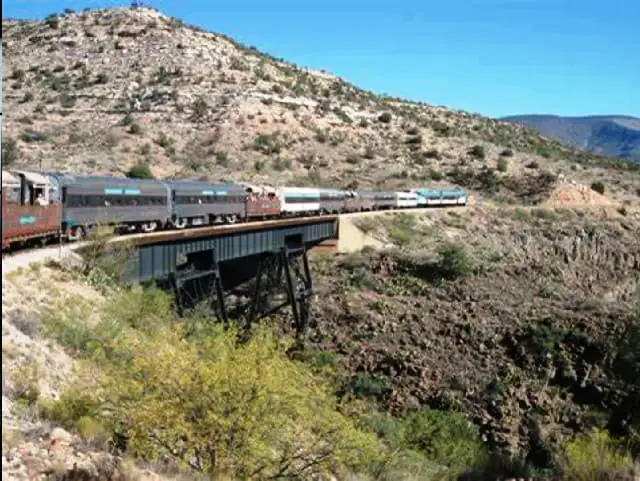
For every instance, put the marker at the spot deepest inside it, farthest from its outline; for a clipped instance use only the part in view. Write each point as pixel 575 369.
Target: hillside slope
pixel 614 136
pixel 101 91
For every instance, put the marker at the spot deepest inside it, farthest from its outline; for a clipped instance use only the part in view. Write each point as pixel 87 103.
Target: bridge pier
pixel 247 261
pixel 294 264
pixel 287 268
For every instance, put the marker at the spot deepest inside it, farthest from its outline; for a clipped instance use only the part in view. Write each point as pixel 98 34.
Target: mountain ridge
pixel 103 90
pixel 610 135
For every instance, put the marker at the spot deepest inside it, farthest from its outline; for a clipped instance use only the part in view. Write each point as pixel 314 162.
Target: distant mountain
pixel 610 135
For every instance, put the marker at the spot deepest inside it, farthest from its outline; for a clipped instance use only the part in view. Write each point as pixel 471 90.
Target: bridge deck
pixel 162 254
pixel 220 230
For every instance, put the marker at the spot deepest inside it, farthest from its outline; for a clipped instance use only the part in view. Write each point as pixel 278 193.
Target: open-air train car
pixel 31 208
pixel 197 203
pixel 299 200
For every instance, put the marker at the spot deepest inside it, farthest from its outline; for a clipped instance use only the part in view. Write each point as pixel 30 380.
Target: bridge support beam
pixel 286 269
pixel 294 264
pixel 178 280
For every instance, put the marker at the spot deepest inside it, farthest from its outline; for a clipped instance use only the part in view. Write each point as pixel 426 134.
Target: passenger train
pixel 43 206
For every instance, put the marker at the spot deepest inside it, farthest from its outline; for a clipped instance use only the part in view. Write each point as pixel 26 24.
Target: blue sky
pixel 494 57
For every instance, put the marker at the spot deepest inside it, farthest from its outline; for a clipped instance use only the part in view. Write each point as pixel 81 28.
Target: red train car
pixel 31 208
pixel 262 203
pixel 357 203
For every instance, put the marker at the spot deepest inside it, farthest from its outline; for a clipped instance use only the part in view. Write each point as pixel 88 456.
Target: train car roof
pixel 9 179
pixel 85 179
pixel 35 177
pixel 202 183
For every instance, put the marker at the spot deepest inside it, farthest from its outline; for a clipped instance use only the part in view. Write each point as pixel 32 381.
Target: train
pixel 38 207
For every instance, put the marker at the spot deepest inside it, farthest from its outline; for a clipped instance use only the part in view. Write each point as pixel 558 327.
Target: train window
pixel 13 194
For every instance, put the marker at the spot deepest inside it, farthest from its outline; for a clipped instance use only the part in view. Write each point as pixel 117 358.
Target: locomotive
pixel 38 207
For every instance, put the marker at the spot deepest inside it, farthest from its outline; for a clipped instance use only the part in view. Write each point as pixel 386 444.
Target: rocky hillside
pixel 520 327
pixel 101 91
pixel 610 135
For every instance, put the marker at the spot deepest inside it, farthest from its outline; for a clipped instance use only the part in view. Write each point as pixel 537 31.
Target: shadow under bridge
pixel 248 271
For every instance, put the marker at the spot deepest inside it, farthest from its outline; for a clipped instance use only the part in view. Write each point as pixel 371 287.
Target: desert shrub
pixel 140 171
pixel 385 118
pixel 426 445
pixel 268 143
pixel 432 154
pixel 10 152
pixel 453 262
pixel 595 456
pixel 506 153
pixel 199 108
pixel 403 229
pixel 478 152
pixel 598 187
pixel 445 437
pixel 25 382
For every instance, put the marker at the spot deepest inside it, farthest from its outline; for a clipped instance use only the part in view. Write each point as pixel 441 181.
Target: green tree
pixel 454 261
pixel 140 171
pixel 224 409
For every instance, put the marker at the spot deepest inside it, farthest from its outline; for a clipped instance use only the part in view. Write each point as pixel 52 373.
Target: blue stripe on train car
pixel 27 219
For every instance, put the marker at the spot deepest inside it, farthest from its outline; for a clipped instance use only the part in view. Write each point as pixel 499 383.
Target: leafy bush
pixel 506 153
pixel 224 409
pixel 385 118
pixel 503 164
pixel 140 171
pixel 446 438
pixel 598 187
pixel 478 152
pixel 595 456
pixel 10 152
pixel 454 261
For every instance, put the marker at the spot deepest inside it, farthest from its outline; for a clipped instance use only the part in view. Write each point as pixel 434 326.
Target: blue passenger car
pixel 91 200
pixel 202 203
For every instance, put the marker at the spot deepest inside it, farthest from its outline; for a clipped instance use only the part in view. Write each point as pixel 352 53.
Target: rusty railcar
pixel 31 208
pixel 262 203
pixel 358 202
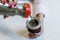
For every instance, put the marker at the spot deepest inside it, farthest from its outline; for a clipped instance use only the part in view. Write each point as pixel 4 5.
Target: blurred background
pixel 13 28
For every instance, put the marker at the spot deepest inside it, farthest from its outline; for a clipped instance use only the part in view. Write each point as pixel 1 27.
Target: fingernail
pixel 10 6
pixel 4 2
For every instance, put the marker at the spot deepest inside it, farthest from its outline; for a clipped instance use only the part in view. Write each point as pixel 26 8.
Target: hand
pixel 10 2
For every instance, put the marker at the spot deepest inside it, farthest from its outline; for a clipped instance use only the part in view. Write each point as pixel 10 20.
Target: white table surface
pixel 16 29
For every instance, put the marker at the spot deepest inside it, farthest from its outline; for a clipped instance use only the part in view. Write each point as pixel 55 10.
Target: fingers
pixel 3 1
pixel 10 2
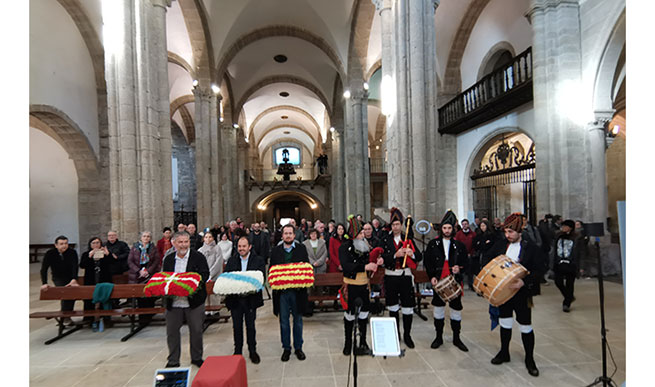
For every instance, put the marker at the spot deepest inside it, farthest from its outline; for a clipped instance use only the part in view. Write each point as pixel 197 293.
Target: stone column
pixel 208 165
pixel 408 48
pixel 392 145
pixel 597 179
pixel 337 172
pixel 229 157
pixel 357 168
pixel 139 138
pixel 562 160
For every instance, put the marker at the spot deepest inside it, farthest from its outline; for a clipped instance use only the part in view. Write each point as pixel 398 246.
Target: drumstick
pixel 406 236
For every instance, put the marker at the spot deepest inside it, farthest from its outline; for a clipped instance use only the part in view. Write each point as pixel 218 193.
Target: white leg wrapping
pixel 393 308
pixel 525 328
pixel 506 322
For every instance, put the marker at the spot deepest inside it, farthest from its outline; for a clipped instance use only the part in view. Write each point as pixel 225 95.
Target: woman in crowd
pixel 483 242
pixel 316 251
pixel 213 255
pixel 334 266
pixel 225 247
pixel 144 261
pixel 165 242
pixel 96 262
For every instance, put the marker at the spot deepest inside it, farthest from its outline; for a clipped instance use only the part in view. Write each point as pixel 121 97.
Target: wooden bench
pixel 336 279
pixel 35 250
pixel 130 291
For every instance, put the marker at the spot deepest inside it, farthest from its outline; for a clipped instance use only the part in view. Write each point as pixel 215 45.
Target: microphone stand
pixel 604 379
pixel 417 309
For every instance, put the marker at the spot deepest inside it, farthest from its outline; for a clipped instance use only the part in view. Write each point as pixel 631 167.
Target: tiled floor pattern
pixel 567 352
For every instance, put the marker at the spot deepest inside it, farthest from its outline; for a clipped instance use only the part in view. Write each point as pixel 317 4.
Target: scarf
pixel 144 258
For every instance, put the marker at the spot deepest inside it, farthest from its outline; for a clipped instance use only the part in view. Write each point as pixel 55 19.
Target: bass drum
pixel 494 279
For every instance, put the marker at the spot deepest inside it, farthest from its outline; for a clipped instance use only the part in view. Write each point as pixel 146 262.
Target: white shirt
pixel 180 267
pixel 244 262
pixel 513 251
pixel 446 248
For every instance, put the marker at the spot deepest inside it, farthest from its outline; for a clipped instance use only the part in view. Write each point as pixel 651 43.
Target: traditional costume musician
pixel 530 256
pixel 357 257
pixel 400 256
pixel 445 256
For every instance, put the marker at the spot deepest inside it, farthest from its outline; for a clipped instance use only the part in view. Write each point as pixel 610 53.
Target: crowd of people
pixel 353 248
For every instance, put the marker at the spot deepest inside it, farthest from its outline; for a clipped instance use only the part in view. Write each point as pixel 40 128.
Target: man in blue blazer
pixel 245 306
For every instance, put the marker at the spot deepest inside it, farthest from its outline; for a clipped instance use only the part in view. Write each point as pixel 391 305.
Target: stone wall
pixel 186 171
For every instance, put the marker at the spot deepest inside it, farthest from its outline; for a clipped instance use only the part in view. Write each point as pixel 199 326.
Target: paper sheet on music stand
pixel 384 334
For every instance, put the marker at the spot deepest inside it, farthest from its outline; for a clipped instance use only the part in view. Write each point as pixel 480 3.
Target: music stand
pixel 596 230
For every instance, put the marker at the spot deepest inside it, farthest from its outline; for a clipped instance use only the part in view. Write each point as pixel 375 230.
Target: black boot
pixel 363 348
pixel 503 355
pixel 407 328
pixel 457 327
pixel 348 335
pixel 438 325
pixel 528 345
pixel 397 317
• • •
_Your task_. Reproduce, word for word, the part of the records that opens with the line containing "pixel 32 381." and closes with the line containing "pixel 13 194". Include both of those lines and nothing else.

_Output for this task_.
For every instance, put the marker at the spot deepest inside it, farthest from its outline; for a clipped instance use only the part in view. Write each point as pixel 32 381.
Target: train
pixel 38 207
For every instance, put the marker at the spot deepest inside it, farthest from its outline; for a clipped instance use only the part in view. Write each point as pixel 558 327.
Target: train window
pixel 13 194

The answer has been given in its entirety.